**Dataset records**.
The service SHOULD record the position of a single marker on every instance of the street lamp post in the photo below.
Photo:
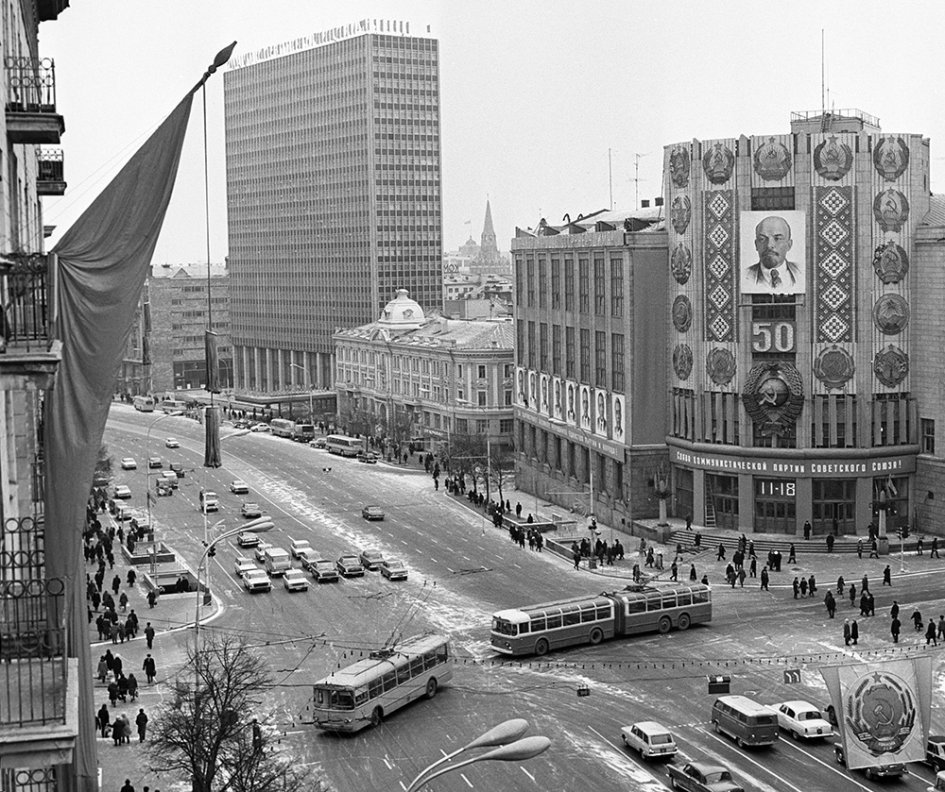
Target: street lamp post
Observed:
(511, 747)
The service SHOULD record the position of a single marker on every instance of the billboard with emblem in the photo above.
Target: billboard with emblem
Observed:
(883, 710)
(772, 252)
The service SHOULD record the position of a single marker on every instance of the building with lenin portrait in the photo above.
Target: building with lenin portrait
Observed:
(793, 275)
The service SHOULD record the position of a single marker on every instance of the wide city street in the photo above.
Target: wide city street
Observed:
(461, 570)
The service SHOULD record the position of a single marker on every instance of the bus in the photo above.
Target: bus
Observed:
(173, 406)
(369, 690)
(537, 629)
(282, 427)
(346, 446)
(144, 403)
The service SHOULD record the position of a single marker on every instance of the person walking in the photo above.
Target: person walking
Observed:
(141, 721)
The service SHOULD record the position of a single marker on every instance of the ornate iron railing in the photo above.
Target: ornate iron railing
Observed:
(31, 84)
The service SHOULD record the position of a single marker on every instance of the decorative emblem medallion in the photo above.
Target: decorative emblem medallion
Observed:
(891, 314)
(832, 160)
(890, 262)
(720, 365)
(681, 263)
(718, 163)
(682, 313)
(880, 712)
(682, 361)
(772, 160)
(679, 166)
(773, 396)
(891, 157)
(891, 209)
(680, 213)
(834, 367)
(891, 366)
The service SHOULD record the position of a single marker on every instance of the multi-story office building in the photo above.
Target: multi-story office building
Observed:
(804, 270)
(39, 710)
(333, 182)
(426, 378)
(590, 354)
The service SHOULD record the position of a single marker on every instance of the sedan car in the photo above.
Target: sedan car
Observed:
(323, 571)
(256, 580)
(803, 720)
(250, 509)
(393, 569)
(295, 580)
(371, 559)
(349, 566)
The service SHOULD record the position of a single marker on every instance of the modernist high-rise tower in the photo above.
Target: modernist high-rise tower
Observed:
(333, 189)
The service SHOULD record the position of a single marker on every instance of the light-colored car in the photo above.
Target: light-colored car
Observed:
(349, 566)
(250, 509)
(242, 565)
(323, 571)
(256, 580)
(371, 559)
(393, 569)
(803, 720)
(651, 739)
(297, 545)
(295, 580)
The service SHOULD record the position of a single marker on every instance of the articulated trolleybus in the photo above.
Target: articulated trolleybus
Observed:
(367, 691)
(538, 629)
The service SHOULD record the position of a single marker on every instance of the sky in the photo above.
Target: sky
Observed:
(546, 107)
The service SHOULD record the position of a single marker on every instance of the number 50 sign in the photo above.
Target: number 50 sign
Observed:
(772, 336)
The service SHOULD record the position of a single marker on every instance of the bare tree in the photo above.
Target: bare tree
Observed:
(204, 733)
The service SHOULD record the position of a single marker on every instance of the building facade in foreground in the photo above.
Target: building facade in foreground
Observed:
(333, 190)
(802, 270)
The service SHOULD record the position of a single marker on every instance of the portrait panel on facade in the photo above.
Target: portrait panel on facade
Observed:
(772, 252)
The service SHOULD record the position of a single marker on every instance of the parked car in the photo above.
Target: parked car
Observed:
(296, 545)
(393, 569)
(702, 777)
(250, 509)
(256, 580)
(323, 571)
(803, 720)
(651, 739)
(295, 580)
(371, 559)
(349, 566)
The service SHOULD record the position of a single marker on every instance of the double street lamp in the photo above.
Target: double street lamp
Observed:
(512, 746)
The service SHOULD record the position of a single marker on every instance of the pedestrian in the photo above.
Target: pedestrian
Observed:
(150, 668)
(141, 721)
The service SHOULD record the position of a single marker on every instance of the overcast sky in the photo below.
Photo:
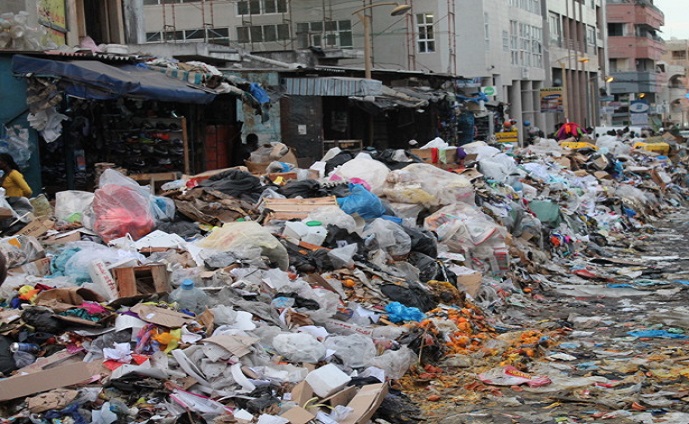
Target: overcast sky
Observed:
(676, 18)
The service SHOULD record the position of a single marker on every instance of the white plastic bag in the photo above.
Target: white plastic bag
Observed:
(390, 237)
(71, 205)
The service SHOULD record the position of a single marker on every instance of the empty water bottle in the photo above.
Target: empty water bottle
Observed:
(189, 297)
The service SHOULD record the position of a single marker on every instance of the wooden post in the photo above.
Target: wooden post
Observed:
(185, 144)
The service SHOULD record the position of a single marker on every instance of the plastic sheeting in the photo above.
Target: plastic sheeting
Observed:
(91, 79)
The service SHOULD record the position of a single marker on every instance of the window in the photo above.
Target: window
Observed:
(615, 30)
(426, 42)
(153, 37)
(514, 44)
(527, 48)
(591, 36)
(243, 35)
(262, 33)
(533, 6)
(213, 35)
(555, 29)
(325, 34)
(261, 7)
(679, 55)
(486, 28)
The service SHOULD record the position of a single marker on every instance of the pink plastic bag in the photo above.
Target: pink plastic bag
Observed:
(121, 210)
(510, 376)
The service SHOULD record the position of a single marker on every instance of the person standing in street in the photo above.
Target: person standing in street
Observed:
(242, 151)
(12, 180)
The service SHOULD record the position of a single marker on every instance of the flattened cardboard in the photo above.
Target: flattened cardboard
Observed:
(342, 397)
(237, 345)
(63, 238)
(365, 403)
(101, 277)
(301, 393)
(36, 228)
(60, 300)
(160, 316)
(42, 381)
(298, 415)
(48, 362)
(56, 399)
(470, 283)
(6, 213)
(39, 268)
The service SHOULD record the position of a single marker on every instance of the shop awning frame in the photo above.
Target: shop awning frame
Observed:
(91, 79)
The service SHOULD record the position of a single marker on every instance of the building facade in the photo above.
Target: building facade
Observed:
(674, 103)
(576, 57)
(515, 47)
(635, 50)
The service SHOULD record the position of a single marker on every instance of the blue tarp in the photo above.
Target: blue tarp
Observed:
(91, 79)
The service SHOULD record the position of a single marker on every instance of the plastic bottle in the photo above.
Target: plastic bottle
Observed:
(316, 233)
(189, 297)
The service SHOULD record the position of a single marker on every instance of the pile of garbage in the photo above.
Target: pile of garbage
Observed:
(295, 295)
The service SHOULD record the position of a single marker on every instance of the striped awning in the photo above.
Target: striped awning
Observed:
(332, 86)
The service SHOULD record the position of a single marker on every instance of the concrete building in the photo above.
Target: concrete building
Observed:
(576, 58)
(515, 47)
(635, 50)
(69, 20)
(675, 105)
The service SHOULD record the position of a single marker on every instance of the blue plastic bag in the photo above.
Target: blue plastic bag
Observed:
(362, 202)
(397, 312)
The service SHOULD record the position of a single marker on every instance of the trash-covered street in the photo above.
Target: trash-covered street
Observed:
(482, 284)
(611, 347)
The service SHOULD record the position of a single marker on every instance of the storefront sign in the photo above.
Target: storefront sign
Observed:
(507, 137)
(638, 112)
(489, 90)
(52, 15)
(551, 100)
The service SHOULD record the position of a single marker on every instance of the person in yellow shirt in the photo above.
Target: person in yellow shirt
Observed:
(13, 181)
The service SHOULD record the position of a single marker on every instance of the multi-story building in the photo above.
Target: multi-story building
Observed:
(635, 49)
(576, 57)
(674, 103)
(516, 47)
(68, 21)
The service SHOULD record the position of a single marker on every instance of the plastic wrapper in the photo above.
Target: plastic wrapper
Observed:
(462, 227)
(389, 236)
(428, 185)
(17, 144)
(75, 259)
(71, 205)
(355, 351)
(299, 347)
(241, 234)
(121, 210)
(361, 202)
(395, 363)
(19, 250)
(332, 215)
(163, 208)
(370, 172)
(342, 257)
(397, 312)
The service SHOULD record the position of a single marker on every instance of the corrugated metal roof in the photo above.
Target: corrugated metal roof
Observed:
(88, 55)
(332, 86)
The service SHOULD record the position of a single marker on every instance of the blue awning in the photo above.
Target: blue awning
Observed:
(91, 79)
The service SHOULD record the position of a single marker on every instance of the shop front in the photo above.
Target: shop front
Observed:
(93, 115)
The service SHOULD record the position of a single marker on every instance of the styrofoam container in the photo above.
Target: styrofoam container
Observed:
(327, 380)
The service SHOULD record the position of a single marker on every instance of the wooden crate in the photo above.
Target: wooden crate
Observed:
(286, 209)
(351, 145)
(426, 155)
(142, 280)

**Instructions for the task**. Please write out every line of the items, from the line containing "container in the photo above." through the end of the items, and add -59 to each number in the coordinates given as answers.

**Answer to the task**.
The service SHOULD record the position of a single marker on every instance of the styrofoam container in the photo above.
Target: styrofoam container
Observed:
(268, 321)
The service SHOULD record the position of a single marker on every instance of the wooden crate in the photo above.
Target: wooden crate
Observed:
(227, 150)
(292, 86)
(367, 96)
(83, 221)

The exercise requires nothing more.